Caliper supplements its GAAP financial reporting with certain non-GAAP financial measures. A reconciliation of Caliper’s GAAP to non-GAAP Statements of Operations is provided at the end of this release under “Adjusted Consolidated Statements of Operations.” Adjusted results of operations exclude stock-based compensation charges, acquisition-related revenue adjustments and non-cash expenses, such as amortization of intangibles and impairment and restructuring charges. Caliper believes that providing this additional information enhances investors’ understanding of the financial performance of Caliper’s operations and increases the comparability of its current financial statements to prior periods.

 

Caliper will discuss its fourth quarter and full year results in a conference call to be held today, March 12 at 9:00 a.m. EDT. To participate in the call, please dial 888.680.0865 five to ten minutes prior to the call and use the participant passcode of 91009165. International callers may access the call by dialing 617-213-4853 and entering the same passcode. You may also pre-register for the call at https://www.theconferencingservice.com/prereg/key.process?key=PYRGTJX9P.

_Given entries_
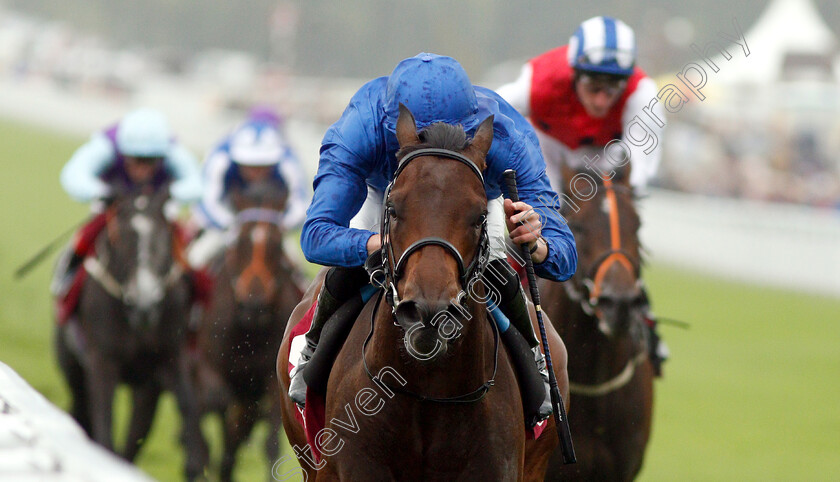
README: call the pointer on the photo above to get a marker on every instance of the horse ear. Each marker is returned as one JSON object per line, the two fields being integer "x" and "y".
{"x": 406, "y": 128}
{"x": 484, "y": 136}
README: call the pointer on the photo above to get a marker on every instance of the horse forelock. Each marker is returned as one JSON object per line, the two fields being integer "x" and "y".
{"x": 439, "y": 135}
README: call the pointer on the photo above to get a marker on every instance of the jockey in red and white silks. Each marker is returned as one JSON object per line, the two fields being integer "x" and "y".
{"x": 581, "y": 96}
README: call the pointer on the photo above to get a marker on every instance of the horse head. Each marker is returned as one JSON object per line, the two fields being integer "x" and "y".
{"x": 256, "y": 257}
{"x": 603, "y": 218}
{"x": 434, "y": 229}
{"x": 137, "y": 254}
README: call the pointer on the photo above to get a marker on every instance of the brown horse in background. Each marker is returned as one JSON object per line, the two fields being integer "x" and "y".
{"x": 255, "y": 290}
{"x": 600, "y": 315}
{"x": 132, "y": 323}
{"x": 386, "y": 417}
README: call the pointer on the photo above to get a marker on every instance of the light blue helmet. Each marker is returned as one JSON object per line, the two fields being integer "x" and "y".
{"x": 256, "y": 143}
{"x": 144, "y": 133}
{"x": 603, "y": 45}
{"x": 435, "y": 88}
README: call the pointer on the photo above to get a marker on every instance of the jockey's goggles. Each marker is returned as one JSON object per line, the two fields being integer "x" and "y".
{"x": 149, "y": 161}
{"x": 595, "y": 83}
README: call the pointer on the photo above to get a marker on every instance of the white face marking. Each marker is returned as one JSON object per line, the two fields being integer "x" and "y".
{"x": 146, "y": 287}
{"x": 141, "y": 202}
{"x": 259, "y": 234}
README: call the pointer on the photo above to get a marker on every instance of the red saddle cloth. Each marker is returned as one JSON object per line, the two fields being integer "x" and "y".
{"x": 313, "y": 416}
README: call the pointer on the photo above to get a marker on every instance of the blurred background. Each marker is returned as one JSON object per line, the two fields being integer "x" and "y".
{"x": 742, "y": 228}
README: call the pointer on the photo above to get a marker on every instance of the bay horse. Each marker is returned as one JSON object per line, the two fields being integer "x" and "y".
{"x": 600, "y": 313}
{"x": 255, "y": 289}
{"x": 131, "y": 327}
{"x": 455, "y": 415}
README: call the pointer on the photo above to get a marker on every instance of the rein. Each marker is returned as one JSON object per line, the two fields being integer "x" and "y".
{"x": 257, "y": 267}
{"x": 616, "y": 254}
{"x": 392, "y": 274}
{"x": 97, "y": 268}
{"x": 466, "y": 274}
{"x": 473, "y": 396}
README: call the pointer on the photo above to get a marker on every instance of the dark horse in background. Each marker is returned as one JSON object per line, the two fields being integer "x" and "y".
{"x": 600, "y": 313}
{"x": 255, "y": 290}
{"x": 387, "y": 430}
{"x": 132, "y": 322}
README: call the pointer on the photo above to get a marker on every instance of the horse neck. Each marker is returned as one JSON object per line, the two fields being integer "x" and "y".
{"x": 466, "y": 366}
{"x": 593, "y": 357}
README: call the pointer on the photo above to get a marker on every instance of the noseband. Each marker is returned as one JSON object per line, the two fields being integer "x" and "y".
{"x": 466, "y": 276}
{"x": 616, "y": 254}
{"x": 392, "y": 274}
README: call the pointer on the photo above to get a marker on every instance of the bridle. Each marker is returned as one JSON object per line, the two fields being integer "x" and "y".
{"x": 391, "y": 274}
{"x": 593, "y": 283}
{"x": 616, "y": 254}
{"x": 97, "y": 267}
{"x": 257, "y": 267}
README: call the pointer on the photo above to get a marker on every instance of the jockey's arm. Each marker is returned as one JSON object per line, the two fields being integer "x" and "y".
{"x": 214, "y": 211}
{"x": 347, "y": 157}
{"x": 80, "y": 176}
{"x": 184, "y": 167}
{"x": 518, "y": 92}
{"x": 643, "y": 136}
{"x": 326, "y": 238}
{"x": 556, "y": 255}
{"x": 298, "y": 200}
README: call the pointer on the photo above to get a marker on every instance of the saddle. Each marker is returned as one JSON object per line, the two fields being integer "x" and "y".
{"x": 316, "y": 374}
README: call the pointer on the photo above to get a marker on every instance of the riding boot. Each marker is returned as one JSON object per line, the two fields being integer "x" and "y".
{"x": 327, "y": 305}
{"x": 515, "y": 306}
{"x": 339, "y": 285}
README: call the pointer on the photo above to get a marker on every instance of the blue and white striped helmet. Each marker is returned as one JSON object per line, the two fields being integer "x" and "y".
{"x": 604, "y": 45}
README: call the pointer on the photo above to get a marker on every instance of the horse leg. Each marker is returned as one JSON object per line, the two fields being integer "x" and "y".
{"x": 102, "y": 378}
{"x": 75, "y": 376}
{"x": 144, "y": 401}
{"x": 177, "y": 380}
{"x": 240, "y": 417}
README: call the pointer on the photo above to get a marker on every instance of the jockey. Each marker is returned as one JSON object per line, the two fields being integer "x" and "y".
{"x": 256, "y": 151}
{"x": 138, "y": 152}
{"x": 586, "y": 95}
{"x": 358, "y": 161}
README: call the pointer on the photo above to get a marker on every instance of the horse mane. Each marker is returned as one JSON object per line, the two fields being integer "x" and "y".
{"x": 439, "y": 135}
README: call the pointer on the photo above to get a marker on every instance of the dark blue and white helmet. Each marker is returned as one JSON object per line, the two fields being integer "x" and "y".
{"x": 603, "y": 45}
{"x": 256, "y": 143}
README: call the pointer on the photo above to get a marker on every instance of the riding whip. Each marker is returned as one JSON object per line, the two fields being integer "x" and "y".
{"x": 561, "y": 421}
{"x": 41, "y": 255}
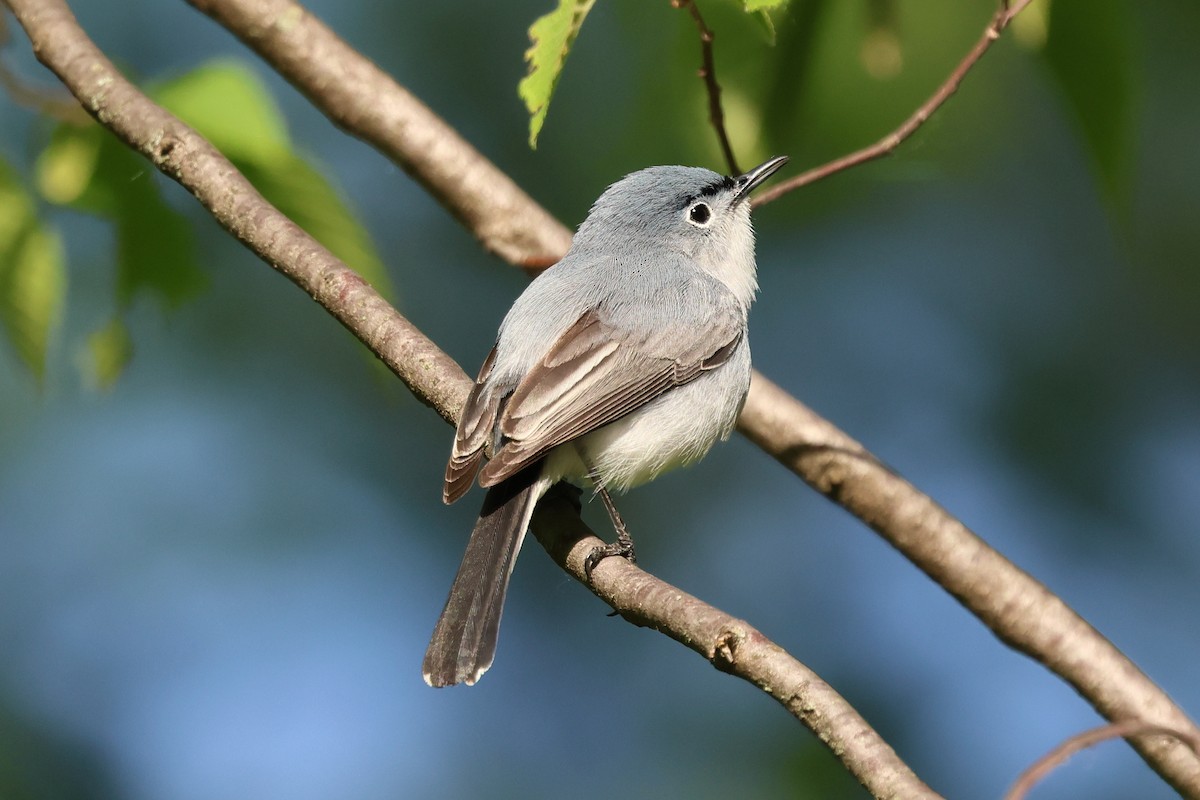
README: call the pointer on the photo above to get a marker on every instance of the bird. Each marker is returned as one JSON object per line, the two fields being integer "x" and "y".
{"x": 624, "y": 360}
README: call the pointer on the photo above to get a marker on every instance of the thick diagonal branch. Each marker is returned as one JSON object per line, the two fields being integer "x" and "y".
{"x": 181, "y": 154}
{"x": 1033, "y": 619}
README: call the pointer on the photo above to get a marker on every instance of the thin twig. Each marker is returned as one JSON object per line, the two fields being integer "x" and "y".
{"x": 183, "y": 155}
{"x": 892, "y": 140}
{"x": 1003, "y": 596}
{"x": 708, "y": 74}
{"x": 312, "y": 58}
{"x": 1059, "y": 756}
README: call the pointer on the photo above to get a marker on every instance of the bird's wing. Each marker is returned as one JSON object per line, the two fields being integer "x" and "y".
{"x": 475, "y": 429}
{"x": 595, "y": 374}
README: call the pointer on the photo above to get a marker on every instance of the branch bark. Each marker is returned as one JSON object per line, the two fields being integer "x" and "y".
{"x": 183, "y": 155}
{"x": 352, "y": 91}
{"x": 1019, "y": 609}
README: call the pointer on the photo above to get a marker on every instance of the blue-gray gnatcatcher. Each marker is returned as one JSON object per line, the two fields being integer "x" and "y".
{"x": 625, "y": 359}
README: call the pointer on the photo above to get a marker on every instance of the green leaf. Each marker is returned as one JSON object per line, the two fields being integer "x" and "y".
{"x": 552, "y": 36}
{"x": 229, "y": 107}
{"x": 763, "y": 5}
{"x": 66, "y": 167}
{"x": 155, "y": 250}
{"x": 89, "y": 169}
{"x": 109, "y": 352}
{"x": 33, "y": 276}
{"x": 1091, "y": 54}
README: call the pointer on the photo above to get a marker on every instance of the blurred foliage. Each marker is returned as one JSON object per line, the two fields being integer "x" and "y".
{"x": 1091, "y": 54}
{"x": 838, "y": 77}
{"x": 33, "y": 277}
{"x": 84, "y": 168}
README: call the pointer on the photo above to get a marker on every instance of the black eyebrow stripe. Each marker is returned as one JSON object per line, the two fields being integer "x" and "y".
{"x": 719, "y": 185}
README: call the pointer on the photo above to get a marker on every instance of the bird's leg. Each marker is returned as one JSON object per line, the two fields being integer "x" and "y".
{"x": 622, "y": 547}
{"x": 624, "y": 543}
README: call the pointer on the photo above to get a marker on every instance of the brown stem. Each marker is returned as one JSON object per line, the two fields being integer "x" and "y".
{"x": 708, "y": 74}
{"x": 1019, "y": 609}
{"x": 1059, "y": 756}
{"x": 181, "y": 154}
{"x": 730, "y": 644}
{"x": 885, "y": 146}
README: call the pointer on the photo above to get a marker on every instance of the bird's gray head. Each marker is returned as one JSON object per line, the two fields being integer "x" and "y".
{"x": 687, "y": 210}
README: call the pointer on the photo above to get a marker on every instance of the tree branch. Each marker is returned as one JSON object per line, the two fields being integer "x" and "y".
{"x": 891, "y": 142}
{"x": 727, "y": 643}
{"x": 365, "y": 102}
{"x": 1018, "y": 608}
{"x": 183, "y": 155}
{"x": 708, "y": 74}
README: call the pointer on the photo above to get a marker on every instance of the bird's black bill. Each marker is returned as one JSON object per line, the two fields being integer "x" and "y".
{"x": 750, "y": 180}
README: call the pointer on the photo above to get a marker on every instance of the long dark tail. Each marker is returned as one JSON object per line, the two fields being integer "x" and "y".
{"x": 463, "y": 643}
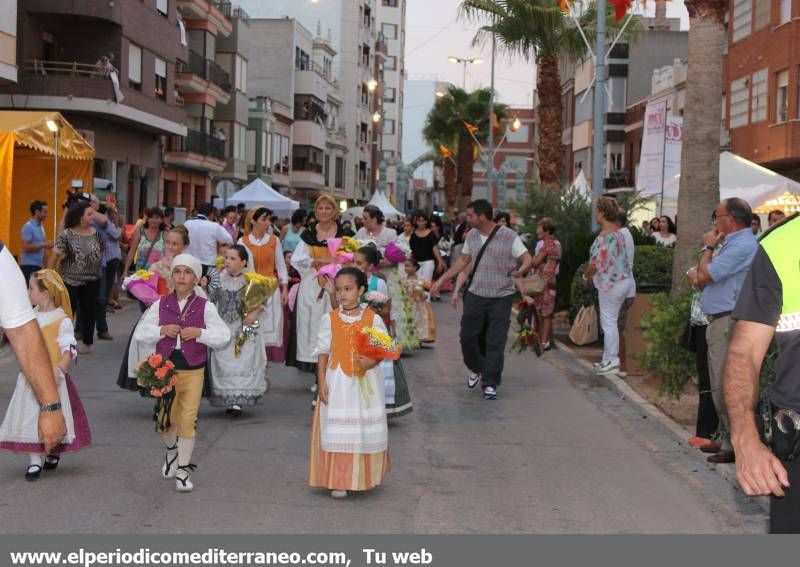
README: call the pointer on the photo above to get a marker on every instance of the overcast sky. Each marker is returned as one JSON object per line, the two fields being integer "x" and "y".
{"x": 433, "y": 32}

_What to produce_
Copy out the part of the Caliper release that begins at the words "Caliper supplements its" and stops after "to prior periods.", changing "additional information" to "supplemental information". The records are not used for this task.

_Your response_
Caliper supplements its GAAP financial reporting with certain non-GAAP financial measures. A reconciliation of Caliper’s GAAP to non-GAAP Statements of Operations is provided at the end of this release under “Adjusted Consolidated Statements of Operations.” Adjusted results of operations exclude stock-based compensation charges, acquisition-related revenue adjustments and non-cash expenses, such as amortization of intangibles and impairment and restructuring charges. Caliper believes that providing this supplemental information enhances investors’ understanding of the financial performance of Caliper’s operations and increases the comparability of its current financial statements to prior periods.